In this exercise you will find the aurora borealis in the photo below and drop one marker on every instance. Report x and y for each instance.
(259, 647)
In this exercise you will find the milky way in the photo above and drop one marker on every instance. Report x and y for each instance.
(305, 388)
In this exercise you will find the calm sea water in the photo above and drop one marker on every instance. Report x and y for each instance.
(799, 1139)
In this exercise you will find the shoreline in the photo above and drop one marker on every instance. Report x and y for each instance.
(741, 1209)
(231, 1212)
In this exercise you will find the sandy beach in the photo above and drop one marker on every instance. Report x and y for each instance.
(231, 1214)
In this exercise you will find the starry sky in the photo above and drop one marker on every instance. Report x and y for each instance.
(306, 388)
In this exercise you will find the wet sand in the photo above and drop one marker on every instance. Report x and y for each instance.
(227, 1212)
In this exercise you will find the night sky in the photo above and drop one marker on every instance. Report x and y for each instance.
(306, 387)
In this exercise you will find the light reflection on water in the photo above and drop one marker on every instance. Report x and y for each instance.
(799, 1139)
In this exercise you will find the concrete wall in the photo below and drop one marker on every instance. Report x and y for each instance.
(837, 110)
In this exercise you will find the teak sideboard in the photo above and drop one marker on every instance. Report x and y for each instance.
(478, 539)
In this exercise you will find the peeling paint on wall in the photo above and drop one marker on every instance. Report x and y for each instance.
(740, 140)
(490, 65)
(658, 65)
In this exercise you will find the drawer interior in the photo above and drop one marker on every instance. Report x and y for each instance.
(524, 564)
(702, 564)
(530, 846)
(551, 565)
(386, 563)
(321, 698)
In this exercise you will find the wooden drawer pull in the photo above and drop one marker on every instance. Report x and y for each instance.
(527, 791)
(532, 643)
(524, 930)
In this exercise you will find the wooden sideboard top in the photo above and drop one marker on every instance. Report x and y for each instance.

***

AUFGABE.
Entnimm die Einträge vom Anfang bis einschließlich der Zeile mit „(231, 1212)“ und gib sie zeichengenau wieder.

KORREKTES ERGEBNIS.
In this exercise you will find the aurora borealis in the photo below and drop one marker on every instance. Report x and y for each instance.
(259, 647)
In this exercise you will find the milky way in the photo above and drop one marker on every instance. Report x and y for each instance.
(305, 388)
In this exercise you will find the calm sea water in the photo above and drop one marker on every instance. Report x and y for each instance.
(799, 1139)
In this exercise you will find the shoreline in the photo above and drop one marker on every instance. Report x and y for each instance.
(741, 1209)
(231, 1212)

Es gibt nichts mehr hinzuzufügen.